# [Text for analysis]
--- --- ---

What is dynamic pricing?

Dynamic pricing is a pricing strategy where prices are adjusted in real-time based on various factors such as demand, supply, competitor pricing, and other market conditions. This strategy is commonly used in industries like airlines, hospitality, entertainment, and retail.

Is dynamic pricing illegal?

Dynamic pricing is legal in most industries. However, it must comply with all relevant laws and regulations, including anti-discrimination laws and consumer protection laws. It becomes illegal if it involves price fixing, collusion, discrimination, or deceptive practices.

Is dynamic pricing fair?

The fairness of dynamic pricing is subjective and can vary from case to case.  While it’s seen as fair from a market and business standpoint, some consumers may view it as unfair, particularly if there’s a lack of transparency or significant price differences for similar products or services.

Who uses dynamic pricing?

Companies in these industries frequently use dynamic pricing:

  • Airlines and Travel: For flight tickets, hotel bookings, etc.

--- --- ---

# [Task brief]
Pick up the dynamic pricing text above from its last line and continue it. The entries that come after this text are separate material.

# [Dataset excerpts]

--- --- ---

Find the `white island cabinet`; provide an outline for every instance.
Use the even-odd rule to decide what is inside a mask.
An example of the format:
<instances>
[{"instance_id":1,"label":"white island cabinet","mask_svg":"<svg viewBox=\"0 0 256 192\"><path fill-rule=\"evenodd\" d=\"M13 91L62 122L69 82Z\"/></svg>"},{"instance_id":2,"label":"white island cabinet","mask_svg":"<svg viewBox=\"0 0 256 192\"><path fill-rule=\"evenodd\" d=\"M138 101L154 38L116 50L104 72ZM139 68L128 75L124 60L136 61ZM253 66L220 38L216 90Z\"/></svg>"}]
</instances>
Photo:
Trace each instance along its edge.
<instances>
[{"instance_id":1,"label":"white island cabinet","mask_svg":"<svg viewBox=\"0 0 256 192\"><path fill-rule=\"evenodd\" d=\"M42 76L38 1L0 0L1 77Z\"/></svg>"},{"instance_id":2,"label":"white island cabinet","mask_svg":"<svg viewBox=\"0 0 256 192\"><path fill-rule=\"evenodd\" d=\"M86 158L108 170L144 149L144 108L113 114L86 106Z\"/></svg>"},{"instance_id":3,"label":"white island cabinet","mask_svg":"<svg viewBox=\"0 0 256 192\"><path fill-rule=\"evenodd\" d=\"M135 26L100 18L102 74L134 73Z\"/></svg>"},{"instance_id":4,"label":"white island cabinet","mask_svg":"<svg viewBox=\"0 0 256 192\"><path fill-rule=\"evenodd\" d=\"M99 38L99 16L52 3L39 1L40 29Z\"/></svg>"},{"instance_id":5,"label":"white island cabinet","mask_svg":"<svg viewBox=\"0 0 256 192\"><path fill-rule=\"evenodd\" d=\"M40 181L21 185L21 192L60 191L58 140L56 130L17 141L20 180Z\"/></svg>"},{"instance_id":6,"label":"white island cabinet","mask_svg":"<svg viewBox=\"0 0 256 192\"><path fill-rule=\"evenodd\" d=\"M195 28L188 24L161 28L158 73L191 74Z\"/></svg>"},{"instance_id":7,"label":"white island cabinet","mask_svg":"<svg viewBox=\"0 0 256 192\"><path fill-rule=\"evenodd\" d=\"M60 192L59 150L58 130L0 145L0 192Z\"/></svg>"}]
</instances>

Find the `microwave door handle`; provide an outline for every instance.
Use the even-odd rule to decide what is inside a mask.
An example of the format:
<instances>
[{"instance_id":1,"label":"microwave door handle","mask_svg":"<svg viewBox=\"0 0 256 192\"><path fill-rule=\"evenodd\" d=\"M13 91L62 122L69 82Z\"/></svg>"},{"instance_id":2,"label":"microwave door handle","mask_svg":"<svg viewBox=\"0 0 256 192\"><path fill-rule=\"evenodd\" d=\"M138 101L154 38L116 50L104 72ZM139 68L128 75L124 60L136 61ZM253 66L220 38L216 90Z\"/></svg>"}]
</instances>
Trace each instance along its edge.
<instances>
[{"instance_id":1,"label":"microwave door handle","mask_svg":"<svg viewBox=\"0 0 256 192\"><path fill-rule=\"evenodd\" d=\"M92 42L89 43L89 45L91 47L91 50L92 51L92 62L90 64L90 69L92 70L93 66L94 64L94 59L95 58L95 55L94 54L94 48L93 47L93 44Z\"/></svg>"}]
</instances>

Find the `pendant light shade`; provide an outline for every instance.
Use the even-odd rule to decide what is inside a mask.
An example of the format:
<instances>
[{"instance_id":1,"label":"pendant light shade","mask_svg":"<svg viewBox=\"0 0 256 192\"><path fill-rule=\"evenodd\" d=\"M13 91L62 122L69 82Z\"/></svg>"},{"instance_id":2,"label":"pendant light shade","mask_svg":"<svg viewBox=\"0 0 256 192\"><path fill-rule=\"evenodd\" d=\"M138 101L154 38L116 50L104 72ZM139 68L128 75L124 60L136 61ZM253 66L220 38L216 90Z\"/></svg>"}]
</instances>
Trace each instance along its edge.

--- --- ---

# [Response to this exercise]
  • Retail: Especially online retailers.
  • Entertainment: In pricing tickets for events, movies, and theme parks.
  • Transportation: Ride-sharing services like Uber and Lyft.
  • Sports: For ticket pricing based on demand and importance of the game.

How does dynamic pricing work?

Dynamic pricing works by adjusting prices in real-time or near real-time based on various factors.  

Usually, companies that implement it use a system that gathers data related to demand, supply, competitor prices, customer behavior, time of day, seasonality, and other relevant factors. Advanced algorithms analyze this data to understand patterns and predict how changes in these factors affect demand.

From there, prices are set and adjusted accordingly.